__Required task A__
Which years does the passage on resettling Diego Garcia mention? List every one.
__Required task B__
Carry on the passage about resettling Diego Garcia, picking up after its final sentence.

__Provided text__
________

In February of 2013 Allen met with Mark Simmonds (then Parliamentary Under Secretary of State and Foreign Affairs) who agreed to a new feasibility study into the possibility of resettlement in the Chagos including Diego Garcia. The study has now been published and can be found here.

As part of his research, Mark Simmonds visited the island in March 2014 despite protest from Mauritius who are still pursuing claims of sovereignty. He was the first UK minister in history to visit the islands.

The study had favourable results, concluding that there is no legal barrier to resettlement and theorising various options by which a return could be implemented. This feels like a big step forward for the Diego Garcians who have been held back by such feasibility studies in the past. Previous studies have focused on a lack of infrastructure and environmental changes such as rising sea levels, claiming that the island would be uninhabitable despite the contradictory presence of some 5000 military personnel.

The new report in fact states that the ideal island for resettlement within the Chagos Archipelago, is Diego Garcia. The report concedes that the island base means that an infrastructure is in place as Diego Garcia already has a port and airport. Diego Garcia would be better for resettlement than the outer islands because of this existing infrastructure so the presence of the military base has actually become a positive factor in the case for resettlement.

A larger question remains as to how to create jobs and industry on the island and this is one of the areas that now needs research. A number of contractors from the Phillipines currently work at the base, so it is clear that the base does provide potential employment for civilians. Allen has managed to convince the UK government that the defense of the base isn’t a problem as islanders can occupy the other side of the island which is currently uninhabited. In the past, resettlement of Diego Garcia has been discouraged on the basis of it being a threat to international security, but people live next to and near to military bases all over the world.

The US is leasing the land from the UK and the lease officially expires in 2016. The lease will need to be renegotiated soon and the US is in an awkward position following revelations of the island base’s use in renditions flights and as a suspected black prison site – activity which may well be a factor in the USA’s reluctance to have a civilian population nearby. The US are unwilling to allow a civilian population to use any of their infrastructure such as housing, but they have not spoken against civilian use of the port and airport where immigration is controlled by the UK.

________

__Given entries__
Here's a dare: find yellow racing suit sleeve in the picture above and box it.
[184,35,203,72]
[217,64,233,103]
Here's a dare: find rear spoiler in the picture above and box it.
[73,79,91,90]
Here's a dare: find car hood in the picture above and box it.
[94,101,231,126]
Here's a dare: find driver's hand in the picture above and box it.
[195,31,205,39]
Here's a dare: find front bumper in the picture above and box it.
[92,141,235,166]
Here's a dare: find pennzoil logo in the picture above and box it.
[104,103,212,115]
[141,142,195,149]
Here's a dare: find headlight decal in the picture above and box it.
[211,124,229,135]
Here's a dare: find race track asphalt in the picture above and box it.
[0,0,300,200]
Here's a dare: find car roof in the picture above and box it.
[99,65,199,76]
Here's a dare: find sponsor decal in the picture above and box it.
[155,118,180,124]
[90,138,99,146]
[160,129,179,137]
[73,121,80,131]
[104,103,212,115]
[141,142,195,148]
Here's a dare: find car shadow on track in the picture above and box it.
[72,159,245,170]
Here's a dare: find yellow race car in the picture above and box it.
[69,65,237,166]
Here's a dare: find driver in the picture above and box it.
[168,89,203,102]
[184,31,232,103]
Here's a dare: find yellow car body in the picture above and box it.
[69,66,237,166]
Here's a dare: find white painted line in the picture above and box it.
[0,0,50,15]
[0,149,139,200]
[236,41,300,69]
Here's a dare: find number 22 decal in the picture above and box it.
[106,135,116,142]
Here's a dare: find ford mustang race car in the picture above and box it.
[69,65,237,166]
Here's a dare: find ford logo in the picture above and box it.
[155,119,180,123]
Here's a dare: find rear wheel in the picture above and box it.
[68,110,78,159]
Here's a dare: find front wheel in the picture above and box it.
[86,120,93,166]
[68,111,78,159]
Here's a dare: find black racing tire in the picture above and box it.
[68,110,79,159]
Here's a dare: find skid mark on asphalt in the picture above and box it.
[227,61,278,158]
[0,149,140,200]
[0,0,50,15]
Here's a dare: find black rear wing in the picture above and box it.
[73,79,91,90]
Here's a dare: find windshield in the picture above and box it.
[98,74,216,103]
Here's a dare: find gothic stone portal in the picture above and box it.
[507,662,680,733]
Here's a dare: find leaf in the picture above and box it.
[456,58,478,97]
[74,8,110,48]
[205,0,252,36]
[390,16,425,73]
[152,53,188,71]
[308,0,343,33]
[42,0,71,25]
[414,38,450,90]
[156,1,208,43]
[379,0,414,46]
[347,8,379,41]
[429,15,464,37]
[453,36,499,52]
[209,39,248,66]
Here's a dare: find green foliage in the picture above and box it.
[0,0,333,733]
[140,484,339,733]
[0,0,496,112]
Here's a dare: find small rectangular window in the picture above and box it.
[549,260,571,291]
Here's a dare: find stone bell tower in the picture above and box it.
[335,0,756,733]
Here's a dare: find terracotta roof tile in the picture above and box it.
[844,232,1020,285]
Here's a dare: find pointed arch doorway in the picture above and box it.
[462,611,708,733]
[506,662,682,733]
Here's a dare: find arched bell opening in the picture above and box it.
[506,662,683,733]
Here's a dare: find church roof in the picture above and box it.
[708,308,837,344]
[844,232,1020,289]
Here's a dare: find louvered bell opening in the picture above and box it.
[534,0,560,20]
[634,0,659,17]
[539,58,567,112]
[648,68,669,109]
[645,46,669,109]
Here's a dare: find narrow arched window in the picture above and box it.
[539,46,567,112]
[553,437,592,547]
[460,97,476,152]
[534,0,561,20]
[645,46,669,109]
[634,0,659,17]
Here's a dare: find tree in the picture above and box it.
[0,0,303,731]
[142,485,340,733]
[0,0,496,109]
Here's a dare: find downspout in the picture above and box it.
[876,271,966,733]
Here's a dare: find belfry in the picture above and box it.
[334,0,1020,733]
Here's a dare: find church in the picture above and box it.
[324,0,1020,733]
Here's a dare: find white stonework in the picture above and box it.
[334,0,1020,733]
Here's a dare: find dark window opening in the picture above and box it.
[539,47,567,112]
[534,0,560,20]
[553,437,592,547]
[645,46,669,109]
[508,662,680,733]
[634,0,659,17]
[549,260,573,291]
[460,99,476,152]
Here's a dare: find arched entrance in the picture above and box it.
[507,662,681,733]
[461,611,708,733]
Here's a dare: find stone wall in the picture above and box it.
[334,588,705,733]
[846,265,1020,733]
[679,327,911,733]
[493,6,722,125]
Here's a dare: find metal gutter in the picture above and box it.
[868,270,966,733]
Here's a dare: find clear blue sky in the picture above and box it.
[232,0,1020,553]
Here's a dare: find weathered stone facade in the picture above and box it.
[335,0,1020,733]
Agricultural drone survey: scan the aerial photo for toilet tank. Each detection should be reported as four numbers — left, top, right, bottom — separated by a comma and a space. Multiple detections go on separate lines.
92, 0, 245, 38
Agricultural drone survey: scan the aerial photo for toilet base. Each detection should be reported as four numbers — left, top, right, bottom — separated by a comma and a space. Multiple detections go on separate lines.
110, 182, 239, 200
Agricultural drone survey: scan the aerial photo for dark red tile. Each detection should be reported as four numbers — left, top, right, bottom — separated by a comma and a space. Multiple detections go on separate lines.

________

__Expected answer A__
2013, 2014, 2016

__Expected answer B__
A week before Parliament’s dissolution, James Dudderidge, Simmonds’ successor at the Foreign Office, said that there is more work to be done to make a decision as to how resettlement could happen and who would want to return.

Allen has said that there is a need for more in depth work to be done as to who would like to return to the islands but the very realistic terms in which resettlement is now being discussed are encouraging. People have begun to register their interest in returning.

Allen has been in discussions with the Foreign Office about a pilot resettlement. One of the big questions is how much the resettlement will cost the treasury.

My conversation with Allen was conducted before the general election, this progress was made with the coalition government and the hope is that the work can continue when the new government come to power. There is a need for more studies in order to work towards a pilot resettlement in order to see if permanent resettlement could be sustainable. The Diego Garcians have a plan and are waiting to present it to the new government.

Today marks the State Opening of Parliament and with James Dudderidge and the Foreign Minister Philip Hammond returning to their posts it is hopeful that these discussions will continue to progress.

Looking back on the film.

Allen’s reflection on the documentary is that it highlighted the Diego Garcian’s story very well but he can’t confirm what impact it had on the local or national public. The biggest hope was that the film would reach a wider audience than just the local screenings that it was commissioned for and the Diego Garcian society haven’t had the resources to organize further screenings of the film. It seems that the Road to Crawley project hasn’t continued much contact with the community since the film was made.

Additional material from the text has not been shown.